RECORDS PROVIDED:
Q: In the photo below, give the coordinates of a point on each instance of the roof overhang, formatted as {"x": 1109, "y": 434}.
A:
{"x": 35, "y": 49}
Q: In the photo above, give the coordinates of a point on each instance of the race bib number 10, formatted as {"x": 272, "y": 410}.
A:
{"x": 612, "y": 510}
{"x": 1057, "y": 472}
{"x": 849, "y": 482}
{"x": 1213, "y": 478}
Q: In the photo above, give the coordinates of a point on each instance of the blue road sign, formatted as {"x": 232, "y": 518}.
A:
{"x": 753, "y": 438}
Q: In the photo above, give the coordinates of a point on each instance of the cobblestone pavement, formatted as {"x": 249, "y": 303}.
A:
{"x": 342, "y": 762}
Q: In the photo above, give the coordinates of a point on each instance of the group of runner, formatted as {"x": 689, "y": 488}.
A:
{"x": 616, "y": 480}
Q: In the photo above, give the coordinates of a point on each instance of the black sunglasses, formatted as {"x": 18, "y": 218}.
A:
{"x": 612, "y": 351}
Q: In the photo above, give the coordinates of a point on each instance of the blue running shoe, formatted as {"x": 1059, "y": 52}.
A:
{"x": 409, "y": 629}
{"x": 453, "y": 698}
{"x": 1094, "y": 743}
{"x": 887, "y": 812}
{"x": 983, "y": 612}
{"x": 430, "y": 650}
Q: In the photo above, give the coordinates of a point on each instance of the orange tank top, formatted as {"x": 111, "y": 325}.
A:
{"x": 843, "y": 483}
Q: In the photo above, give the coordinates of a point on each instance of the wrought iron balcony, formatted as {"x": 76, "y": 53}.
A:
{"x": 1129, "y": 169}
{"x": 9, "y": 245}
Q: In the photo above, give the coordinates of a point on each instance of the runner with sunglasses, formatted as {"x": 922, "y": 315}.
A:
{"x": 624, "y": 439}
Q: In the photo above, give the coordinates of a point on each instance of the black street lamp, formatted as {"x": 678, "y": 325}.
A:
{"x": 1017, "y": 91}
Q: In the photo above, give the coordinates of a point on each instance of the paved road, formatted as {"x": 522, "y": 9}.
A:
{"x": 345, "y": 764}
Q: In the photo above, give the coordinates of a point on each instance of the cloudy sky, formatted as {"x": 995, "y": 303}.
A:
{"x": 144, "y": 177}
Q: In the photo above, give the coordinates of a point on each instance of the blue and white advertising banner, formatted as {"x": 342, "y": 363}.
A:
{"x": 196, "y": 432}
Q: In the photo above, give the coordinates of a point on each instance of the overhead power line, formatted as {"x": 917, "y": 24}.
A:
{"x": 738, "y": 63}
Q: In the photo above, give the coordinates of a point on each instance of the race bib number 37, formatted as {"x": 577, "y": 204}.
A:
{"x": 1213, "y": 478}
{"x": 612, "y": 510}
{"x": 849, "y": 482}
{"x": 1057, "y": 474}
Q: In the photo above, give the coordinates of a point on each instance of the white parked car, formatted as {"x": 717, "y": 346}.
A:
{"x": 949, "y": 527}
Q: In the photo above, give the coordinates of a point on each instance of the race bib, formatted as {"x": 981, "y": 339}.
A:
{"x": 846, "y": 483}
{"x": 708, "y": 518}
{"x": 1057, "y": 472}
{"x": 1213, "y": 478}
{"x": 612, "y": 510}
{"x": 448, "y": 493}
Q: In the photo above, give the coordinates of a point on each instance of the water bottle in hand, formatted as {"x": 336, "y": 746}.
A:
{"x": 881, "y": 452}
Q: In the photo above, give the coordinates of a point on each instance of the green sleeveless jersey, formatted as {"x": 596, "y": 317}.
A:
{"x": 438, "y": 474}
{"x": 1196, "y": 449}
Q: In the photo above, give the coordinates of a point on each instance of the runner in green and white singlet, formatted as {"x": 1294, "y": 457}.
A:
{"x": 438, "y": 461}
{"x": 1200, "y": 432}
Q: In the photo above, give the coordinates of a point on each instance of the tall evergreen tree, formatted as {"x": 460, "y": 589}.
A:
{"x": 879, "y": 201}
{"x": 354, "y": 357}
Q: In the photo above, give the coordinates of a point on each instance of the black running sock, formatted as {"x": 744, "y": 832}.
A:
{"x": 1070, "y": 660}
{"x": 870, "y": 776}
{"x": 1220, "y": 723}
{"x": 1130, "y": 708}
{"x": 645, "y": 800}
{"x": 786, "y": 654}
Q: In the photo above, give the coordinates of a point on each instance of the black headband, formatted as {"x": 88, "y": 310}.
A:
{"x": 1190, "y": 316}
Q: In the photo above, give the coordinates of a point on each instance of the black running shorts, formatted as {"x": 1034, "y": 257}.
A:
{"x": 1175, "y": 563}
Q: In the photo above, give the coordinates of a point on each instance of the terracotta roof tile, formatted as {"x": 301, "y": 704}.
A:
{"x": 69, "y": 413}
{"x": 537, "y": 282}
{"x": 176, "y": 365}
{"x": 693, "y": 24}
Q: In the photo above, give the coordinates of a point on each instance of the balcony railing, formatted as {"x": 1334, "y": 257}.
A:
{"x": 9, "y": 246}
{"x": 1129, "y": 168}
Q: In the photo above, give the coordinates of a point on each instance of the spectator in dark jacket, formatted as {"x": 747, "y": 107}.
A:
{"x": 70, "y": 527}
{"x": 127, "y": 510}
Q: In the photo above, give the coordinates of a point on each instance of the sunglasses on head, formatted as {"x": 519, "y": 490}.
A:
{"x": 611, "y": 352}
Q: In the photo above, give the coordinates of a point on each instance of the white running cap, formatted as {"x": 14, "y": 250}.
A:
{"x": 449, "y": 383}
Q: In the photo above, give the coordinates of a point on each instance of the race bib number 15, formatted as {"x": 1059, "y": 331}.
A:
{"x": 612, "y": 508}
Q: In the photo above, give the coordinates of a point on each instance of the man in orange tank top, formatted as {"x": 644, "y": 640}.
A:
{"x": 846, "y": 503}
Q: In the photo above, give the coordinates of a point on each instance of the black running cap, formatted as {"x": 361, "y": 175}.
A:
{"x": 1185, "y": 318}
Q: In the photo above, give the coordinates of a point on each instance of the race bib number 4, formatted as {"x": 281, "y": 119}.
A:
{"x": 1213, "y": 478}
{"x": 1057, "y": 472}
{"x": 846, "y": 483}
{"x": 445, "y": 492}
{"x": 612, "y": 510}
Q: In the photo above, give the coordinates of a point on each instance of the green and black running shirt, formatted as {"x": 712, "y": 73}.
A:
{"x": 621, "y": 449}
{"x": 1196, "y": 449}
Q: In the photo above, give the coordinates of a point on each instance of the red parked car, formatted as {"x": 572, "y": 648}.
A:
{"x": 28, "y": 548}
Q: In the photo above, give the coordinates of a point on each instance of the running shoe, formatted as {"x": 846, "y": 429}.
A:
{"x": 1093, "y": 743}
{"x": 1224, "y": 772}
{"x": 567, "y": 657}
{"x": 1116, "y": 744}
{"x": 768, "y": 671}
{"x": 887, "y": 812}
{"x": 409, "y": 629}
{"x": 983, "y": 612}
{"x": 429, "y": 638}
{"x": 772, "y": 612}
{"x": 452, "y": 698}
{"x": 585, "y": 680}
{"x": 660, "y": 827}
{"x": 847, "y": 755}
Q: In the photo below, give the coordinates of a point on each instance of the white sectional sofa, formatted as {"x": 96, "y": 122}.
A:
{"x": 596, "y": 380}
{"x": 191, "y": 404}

TASK REQUIREMENTS: Please output the entries above, every line exactly as it reads.

ANSWER:
Q: In the photo below, give the coordinates of a point on each instance of the roof overhang, formatted as {"x": 1109, "y": 434}.
A:
{"x": 35, "y": 49}
Q: In the photo above, give the coordinates of a point on each instance of the race bib number 10, formatted as {"x": 272, "y": 410}.
A:
{"x": 612, "y": 510}
{"x": 1057, "y": 472}
{"x": 849, "y": 482}
{"x": 1213, "y": 478}
Q: In the photo above, give the coordinates of a point on each instance of the blue road sign, formatted as {"x": 232, "y": 518}.
A:
{"x": 753, "y": 438}
Q: In the photo above, give the coordinates of a point on each instance of the cobblestone pavement, formatted as {"x": 249, "y": 303}.
A:
{"x": 342, "y": 762}
Q: In the photo above, give the coordinates of a point on each instance of the group of runner, formatted as {"x": 689, "y": 488}.
A:
{"x": 616, "y": 480}
Q: In the photo above, give the coordinates of a point on each instance of the black sunglasses, formatted as {"x": 18, "y": 218}.
A:
{"x": 612, "y": 351}
Q: In the photo above, give the coordinates of a point on each instance of the blue running shoe, formatted as {"x": 1059, "y": 52}.
A:
{"x": 409, "y": 629}
{"x": 453, "y": 698}
{"x": 1094, "y": 743}
{"x": 887, "y": 812}
{"x": 983, "y": 612}
{"x": 430, "y": 650}
Q: In the photo above, give the coordinates of a point on each instance of the orange tank top, formatted as {"x": 111, "y": 325}.
A:
{"x": 843, "y": 483}
Q: In the photo above, give the coordinates of a point on each instance of the wrought iron balcony, formatted as {"x": 76, "y": 53}.
A:
{"x": 1129, "y": 169}
{"x": 9, "y": 245}
Q: In the photo above, give the coordinates of a point on each instance of the runner with sunglasses, formatted as {"x": 922, "y": 315}.
A:
{"x": 624, "y": 439}
Q: In the photo above, give the coordinates of a point on each instance of the black street lamp, formatted as {"x": 678, "y": 325}.
A:
{"x": 1017, "y": 91}
Q: In the photo above, give the coordinates of a point on each instance of the paved road, formatted as {"x": 522, "y": 9}.
A:
{"x": 345, "y": 764}
Q: In the photo above, give the coordinates of a point on each instance of the cloudy sky, formatted as {"x": 995, "y": 303}.
A:
{"x": 144, "y": 177}
Q: In the photo above, give the coordinates of a point on each instance of the blue and white advertising banner, formatted as {"x": 342, "y": 363}.
A:
{"x": 196, "y": 432}
Q: In the photo above, give the coordinates of a point on each instance of the overhead power line, formatted as {"x": 917, "y": 24}.
A:
{"x": 738, "y": 63}
Q: In the photo above, give the coordinates of a point on each instance of the race bib number 37, formatted as {"x": 577, "y": 204}.
A:
{"x": 1213, "y": 478}
{"x": 612, "y": 510}
{"x": 849, "y": 482}
{"x": 1057, "y": 474}
Q: In the photo above, give the coordinates of a point on each instance of the white parked car, formatted as {"x": 717, "y": 346}.
A:
{"x": 949, "y": 527}
Q: In the photo above, give the coordinates of a point on each instance of the race bib, formatted as {"x": 981, "y": 339}.
A:
{"x": 846, "y": 483}
{"x": 708, "y": 518}
{"x": 1057, "y": 472}
{"x": 1213, "y": 478}
{"x": 612, "y": 510}
{"x": 448, "y": 493}
Q: In the photo above, give the coordinates of a point on each instance of the water bottle in hand, formatted as {"x": 336, "y": 746}.
A:
{"x": 881, "y": 452}
Q: In the photo above, give the coordinates of a point on each instance of the green sleeveless jersey, formatted as {"x": 596, "y": 317}.
A:
{"x": 438, "y": 474}
{"x": 1196, "y": 449}
Q: In the photo above, give the coordinates of a point on each instance of the runner in green and white singlet, formatted as {"x": 1294, "y": 457}.
A:
{"x": 438, "y": 461}
{"x": 1200, "y": 432}
Q: In the photo above, give the coordinates of a point on each instance of the tall evergreen tree, formatted as {"x": 460, "y": 589}.
A:
{"x": 879, "y": 201}
{"x": 354, "y": 357}
Q: In the photo above, give the coordinates of a point on each instance of the black running sock, formatted as {"x": 744, "y": 832}.
A:
{"x": 1070, "y": 660}
{"x": 870, "y": 776}
{"x": 1220, "y": 723}
{"x": 1130, "y": 708}
{"x": 645, "y": 800}
{"x": 786, "y": 654}
Q: In the photo above, give the coordinates of a point on each instance of the black headband, formatted as {"x": 88, "y": 310}.
A:
{"x": 1190, "y": 316}
Q: In the photo above, give the coordinates of a point on each instance of the black running shorts, formatted as {"x": 1034, "y": 257}.
A:
{"x": 1175, "y": 563}
Q: In the photo above, give the coordinates of a point on each instance of the terracotta roof tile, formatted as {"x": 301, "y": 704}.
A:
{"x": 69, "y": 413}
{"x": 537, "y": 282}
{"x": 176, "y": 365}
{"x": 693, "y": 24}
Q: In the photo above, give the coordinates of a point on each instance of the balcony railing, formatted as {"x": 1334, "y": 257}.
A:
{"x": 9, "y": 246}
{"x": 1129, "y": 168}
Q: In the photo above, give the coordinates of a point on each instance of the spectator in dark jacket, formatted as {"x": 747, "y": 107}.
A:
{"x": 70, "y": 527}
{"x": 127, "y": 510}
Q: In the photo above, give the coordinates of a point on each instance of the sunglasses on head, formatted as {"x": 519, "y": 490}.
A:
{"x": 611, "y": 352}
Q: In the photo above, give the coordinates of a point on each instance of the white running cap, formatted as {"x": 14, "y": 250}.
A:
{"x": 449, "y": 383}
Q: In the photo above, give the coordinates of a point on each instance of the race bib number 15, formatted as {"x": 1059, "y": 331}.
A:
{"x": 612, "y": 508}
Q: In the photo above, give the coordinates of a point on each instance of the man in orange tank top, formatted as {"x": 644, "y": 640}.
A:
{"x": 846, "y": 503}
Q: In the photo above, give the coordinates of a point on each instance of the black running cap, formatted as {"x": 361, "y": 175}.
A:
{"x": 1185, "y": 318}
Q: In the photo above, give the coordinates of a point on each instance of the race bib number 4, formatted as {"x": 281, "y": 119}.
A:
{"x": 1213, "y": 478}
{"x": 1057, "y": 472}
{"x": 846, "y": 483}
{"x": 445, "y": 492}
{"x": 612, "y": 510}
Q: In the photo above, give the coordinates of a point on each instance of the green and black running shirt, formatted as {"x": 712, "y": 73}.
A:
{"x": 621, "y": 449}
{"x": 1196, "y": 449}
Q: In the photo above, give the coordinates of a point on each instance of the red parked car, formatted as {"x": 572, "y": 648}.
A:
{"x": 28, "y": 548}
Q: In the photo above, give the coordinates of a point on each instance of the running shoe, formatted as {"x": 846, "y": 429}.
A:
{"x": 1093, "y": 743}
{"x": 1224, "y": 772}
{"x": 567, "y": 657}
{"x": 1116, "y": 744}
{"x": 768, "y": 671}
{"x": 887, "y": 812}
{"x": 409, "y": 629}
{"x": 983, "y": 612}
{"x": 429, "y": 638}
{"x": 772, "y": 612}
{"x": 452, "y": 698}
{"x": 585, "y": 680}
{"x": 660, "y": 827}
{"x": 847, "y": 755}
Q: In the photo below, give the coordinates of a point on each instance of the white sectional sofa, formatted as {"x": 96, "y": 122}.
A:
{"x": 596, "y": 380}
{"x": 191, "y": 404}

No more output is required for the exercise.